**WHAT YOU WILL DO**
Count the lines in the items below that contain the word "story". Reply with that number alone.

════════════════

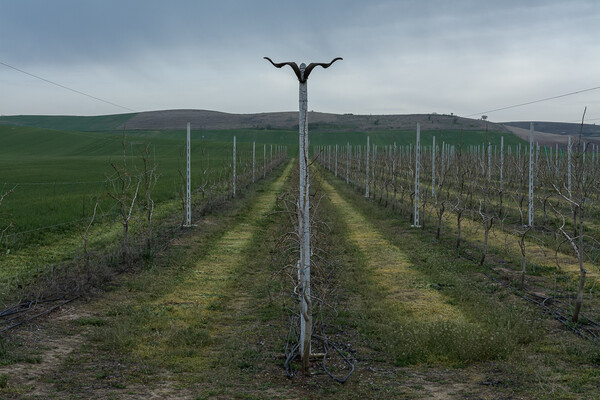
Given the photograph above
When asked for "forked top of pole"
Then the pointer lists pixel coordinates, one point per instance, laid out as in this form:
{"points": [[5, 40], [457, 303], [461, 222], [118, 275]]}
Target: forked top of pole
{"points": [[302, 74]]}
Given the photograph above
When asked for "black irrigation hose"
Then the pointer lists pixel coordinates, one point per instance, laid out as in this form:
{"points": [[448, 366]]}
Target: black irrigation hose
{"points": [[558, 313], [38, 315], [326, 344], [291, 355]]}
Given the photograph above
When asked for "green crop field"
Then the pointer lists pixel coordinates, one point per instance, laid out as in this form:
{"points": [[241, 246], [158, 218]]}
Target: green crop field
{"points": [[55, 175]]}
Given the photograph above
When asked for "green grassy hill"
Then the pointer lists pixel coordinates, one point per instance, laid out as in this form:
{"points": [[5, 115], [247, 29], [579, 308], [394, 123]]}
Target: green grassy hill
{"points": [[68, 122]]}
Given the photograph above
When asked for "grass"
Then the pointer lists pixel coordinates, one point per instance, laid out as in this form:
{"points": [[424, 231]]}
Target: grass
{"points": [[525, 353], [421, 313]]}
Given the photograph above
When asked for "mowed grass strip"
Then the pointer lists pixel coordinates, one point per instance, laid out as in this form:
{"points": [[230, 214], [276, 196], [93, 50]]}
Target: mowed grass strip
{"points": [[404, 286], [417, 302]]}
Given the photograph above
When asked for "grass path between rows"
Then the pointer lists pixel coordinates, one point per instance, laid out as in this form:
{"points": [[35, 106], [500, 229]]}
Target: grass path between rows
{"points": [[392, 268], [159, 334], [496, 339]]}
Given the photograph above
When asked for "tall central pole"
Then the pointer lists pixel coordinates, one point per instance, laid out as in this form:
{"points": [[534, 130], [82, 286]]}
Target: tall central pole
{"points": [[302, 72], [304, 224]]}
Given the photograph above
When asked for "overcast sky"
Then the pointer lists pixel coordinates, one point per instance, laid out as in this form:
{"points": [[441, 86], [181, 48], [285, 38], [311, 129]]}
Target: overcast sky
{"points": [[461, 56]]}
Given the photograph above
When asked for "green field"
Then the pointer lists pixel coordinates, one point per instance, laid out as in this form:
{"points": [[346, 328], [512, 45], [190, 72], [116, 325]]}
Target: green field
{"points": [[53, 174]]}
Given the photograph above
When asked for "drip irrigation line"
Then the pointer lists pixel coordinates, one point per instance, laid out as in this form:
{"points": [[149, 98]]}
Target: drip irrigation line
{"points": [[38, 315], [291, 353], [326, 344]]}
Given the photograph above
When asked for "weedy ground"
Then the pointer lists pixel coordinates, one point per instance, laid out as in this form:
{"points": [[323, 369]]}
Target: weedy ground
{"points": [[203, 321]]}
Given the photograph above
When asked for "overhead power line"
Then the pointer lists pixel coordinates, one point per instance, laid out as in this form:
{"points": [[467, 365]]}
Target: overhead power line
{"points": [[66, 87], [535, 101]]}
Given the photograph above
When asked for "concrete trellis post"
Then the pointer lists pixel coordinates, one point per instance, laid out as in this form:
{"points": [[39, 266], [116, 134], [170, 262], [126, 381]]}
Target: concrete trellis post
{"points": [[264, 160], [531, 155], [348, 155], [489, 161], [367, 169], [569, 150], [433, 167], [417, 167], [188, 181], [501, 163], [234, 167], [336, 160], [302, 74]]}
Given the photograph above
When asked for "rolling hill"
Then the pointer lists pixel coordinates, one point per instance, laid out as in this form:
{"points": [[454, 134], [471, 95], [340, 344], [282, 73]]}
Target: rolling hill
{"points": [[214, 120]]}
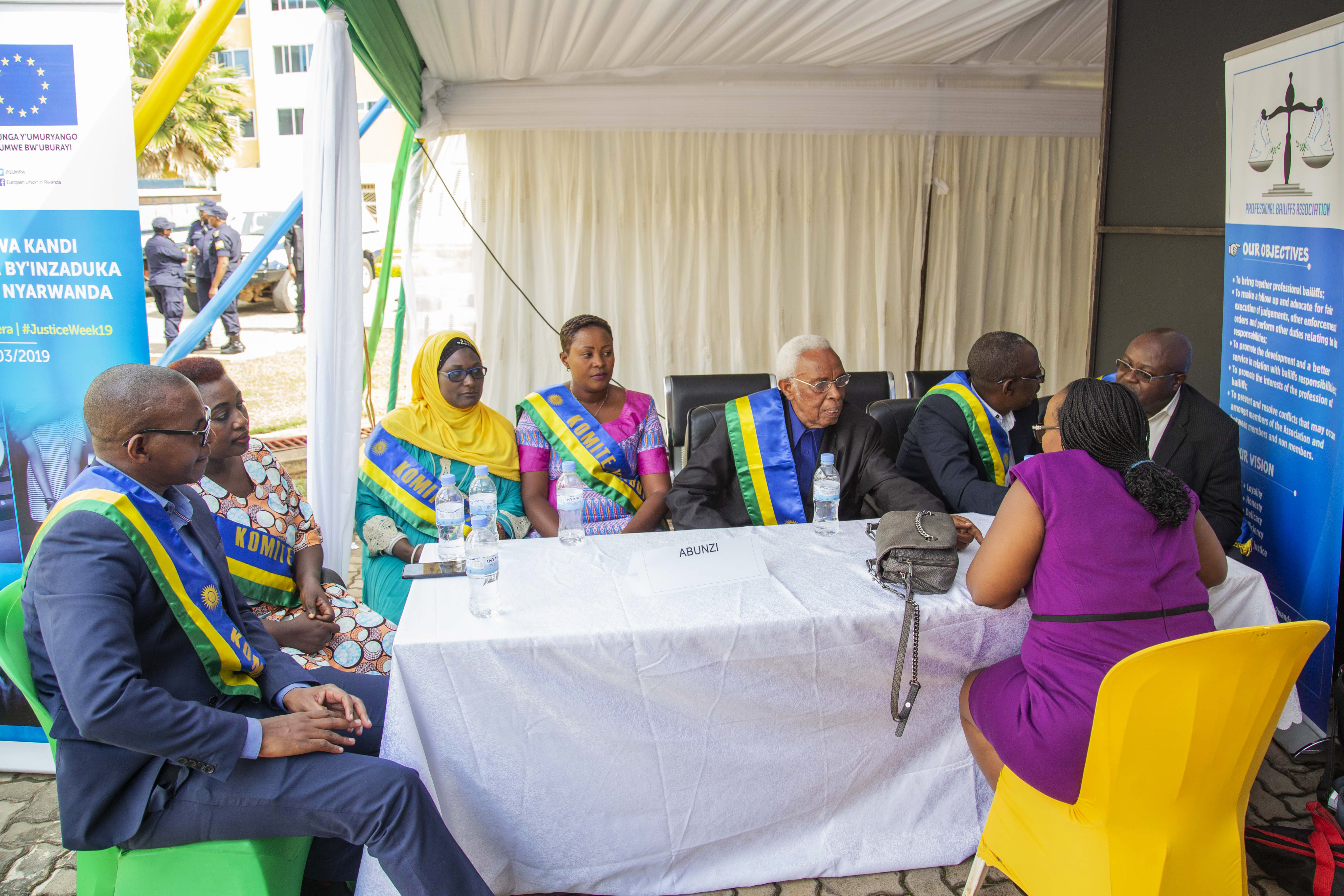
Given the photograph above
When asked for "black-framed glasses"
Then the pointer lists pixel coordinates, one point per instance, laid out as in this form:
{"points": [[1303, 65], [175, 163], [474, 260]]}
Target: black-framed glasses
{"points": [[824, 386], [1039, 378], [457, 377], [1124, 369], [202, 434]]}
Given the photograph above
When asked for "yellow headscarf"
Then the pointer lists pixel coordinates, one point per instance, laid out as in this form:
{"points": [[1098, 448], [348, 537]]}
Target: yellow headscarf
{"points": [[474, 436]]}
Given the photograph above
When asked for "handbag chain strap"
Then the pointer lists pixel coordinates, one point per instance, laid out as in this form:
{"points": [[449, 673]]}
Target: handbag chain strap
{"points": [[909, 632]]}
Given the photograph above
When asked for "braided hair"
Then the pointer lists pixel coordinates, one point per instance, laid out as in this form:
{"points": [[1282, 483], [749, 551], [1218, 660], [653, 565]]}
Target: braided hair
{"points": [[1107, 421], [580, 321]]}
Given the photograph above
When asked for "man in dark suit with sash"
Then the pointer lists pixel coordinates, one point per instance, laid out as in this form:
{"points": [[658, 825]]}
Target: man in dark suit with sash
{"points": [[975, 425], [757, 468], [177, 717]]}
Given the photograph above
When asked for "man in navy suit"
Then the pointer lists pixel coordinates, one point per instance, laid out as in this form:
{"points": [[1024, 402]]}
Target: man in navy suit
{"points": [[152, 750], [943, 453]]}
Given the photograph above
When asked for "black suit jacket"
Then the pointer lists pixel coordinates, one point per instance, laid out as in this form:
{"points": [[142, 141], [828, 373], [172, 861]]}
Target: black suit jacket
{"points": [[1201, 447], [123, 683], [706, 494], [940, 455]]}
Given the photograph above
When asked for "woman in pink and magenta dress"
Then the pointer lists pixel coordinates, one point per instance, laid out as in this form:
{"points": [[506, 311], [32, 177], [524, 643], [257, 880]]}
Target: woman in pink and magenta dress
{"points": [[612, 434], [1115, 557]]}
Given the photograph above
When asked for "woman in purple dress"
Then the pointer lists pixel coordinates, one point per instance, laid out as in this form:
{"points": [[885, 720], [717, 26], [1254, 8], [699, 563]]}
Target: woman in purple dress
{"points": [[1115, 557]]}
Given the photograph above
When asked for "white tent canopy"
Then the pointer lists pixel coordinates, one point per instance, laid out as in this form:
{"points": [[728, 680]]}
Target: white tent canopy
{"points": [[823, 66], [715, 176]]}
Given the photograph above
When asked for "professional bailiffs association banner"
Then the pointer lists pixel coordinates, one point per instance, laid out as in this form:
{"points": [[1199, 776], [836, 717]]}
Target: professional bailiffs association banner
{"points": [[72, 289], [1283, 297]]}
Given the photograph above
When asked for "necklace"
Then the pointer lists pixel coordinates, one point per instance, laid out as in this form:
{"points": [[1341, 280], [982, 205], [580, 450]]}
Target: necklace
{"points": [[605, 396]]}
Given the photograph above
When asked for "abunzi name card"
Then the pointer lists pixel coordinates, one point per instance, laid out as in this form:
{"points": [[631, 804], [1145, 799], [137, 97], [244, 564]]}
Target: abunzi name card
{"points": [[717, 559]]}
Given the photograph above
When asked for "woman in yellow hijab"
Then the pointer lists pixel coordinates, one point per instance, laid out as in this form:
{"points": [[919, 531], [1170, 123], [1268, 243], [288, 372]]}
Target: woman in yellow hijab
{"points": [[444, 429]]}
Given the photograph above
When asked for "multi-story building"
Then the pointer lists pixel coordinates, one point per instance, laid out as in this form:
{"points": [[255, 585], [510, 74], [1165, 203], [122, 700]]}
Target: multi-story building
{"points": [[271, 43]]}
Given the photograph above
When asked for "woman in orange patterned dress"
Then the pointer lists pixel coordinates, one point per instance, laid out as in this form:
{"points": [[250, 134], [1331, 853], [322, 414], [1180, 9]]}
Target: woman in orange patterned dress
{"points": [[275, 546]]}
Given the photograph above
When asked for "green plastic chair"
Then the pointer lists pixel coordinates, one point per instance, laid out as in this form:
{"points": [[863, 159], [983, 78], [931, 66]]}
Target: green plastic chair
{"points": [[271, 867]]}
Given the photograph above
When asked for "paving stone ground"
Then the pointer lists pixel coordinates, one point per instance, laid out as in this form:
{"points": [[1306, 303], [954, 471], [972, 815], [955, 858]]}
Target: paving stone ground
{"points": [[33, 862]]}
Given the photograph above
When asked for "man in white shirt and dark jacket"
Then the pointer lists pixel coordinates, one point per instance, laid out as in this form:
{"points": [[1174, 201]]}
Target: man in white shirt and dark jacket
{"points": [[757, 467], [1187, 433], [974, 426]]}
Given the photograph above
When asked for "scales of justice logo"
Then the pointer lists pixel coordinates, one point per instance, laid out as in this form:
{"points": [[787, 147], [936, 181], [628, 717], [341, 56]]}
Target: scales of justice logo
{"points": [[1315, 151]]}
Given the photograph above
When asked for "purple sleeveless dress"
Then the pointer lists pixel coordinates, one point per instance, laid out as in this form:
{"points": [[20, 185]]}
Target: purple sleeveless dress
{"points": [[1103, 554]]}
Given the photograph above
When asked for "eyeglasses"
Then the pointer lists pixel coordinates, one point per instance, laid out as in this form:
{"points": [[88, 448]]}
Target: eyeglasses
{"points": [[824, 386], [457, 377], [202, 434], [1144, 377], [1039, 377]]}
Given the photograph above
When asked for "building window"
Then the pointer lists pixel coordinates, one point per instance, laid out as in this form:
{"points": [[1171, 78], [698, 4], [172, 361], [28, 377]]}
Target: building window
{"points": [[240, 60], [291, 121], [293, 58], [370, 199]]}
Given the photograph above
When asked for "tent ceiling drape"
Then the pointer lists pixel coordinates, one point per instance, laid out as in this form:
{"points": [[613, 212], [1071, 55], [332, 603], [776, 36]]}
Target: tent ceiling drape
{"points": [[474, 41]]}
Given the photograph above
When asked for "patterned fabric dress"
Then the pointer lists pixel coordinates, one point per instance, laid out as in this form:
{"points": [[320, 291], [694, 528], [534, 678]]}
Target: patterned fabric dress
{"points": [[365, 641], [640, 433]]}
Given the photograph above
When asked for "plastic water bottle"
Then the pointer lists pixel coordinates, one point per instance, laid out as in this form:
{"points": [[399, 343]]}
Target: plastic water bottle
{"points": [[449, 516], [483, 569], [826, 498], [569, 502], [482, 496]]}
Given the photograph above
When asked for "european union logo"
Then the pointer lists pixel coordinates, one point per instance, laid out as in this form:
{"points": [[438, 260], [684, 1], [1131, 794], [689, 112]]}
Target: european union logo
{"points": [[37, 85]]}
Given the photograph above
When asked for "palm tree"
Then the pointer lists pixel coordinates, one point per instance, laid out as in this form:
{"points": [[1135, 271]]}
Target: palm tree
{"points": [[201, 132]]}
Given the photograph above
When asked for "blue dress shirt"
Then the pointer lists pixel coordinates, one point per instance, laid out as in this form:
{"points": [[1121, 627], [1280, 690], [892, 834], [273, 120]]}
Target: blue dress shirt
{"points": [[807, 448], [179, 512]]}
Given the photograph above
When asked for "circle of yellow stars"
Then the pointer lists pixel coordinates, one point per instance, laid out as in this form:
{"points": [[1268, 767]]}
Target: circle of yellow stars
{"points": [[18, 60]]}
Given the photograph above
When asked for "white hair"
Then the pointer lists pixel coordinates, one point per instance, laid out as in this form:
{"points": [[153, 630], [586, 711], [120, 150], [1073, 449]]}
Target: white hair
{"points": [[787, 359]]}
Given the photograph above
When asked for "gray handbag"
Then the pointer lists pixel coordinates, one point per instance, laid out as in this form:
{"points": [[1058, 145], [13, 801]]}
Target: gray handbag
{"points": [[917, 550]]}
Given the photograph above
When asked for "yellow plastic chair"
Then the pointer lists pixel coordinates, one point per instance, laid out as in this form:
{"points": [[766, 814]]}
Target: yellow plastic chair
{"points": [[1178, 738]]}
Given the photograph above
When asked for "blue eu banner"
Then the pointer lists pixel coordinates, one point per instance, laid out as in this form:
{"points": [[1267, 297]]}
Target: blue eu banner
{"points": [[37, 85]]}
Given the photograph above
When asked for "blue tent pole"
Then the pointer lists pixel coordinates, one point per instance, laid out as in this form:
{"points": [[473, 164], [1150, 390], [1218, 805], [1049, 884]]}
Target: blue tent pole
{"points": [[191, 336]]}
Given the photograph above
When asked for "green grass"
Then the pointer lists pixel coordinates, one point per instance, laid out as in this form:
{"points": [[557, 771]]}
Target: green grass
{"points": [[276, 387]]}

════════════════

**EXERCISE RESPONSE**
2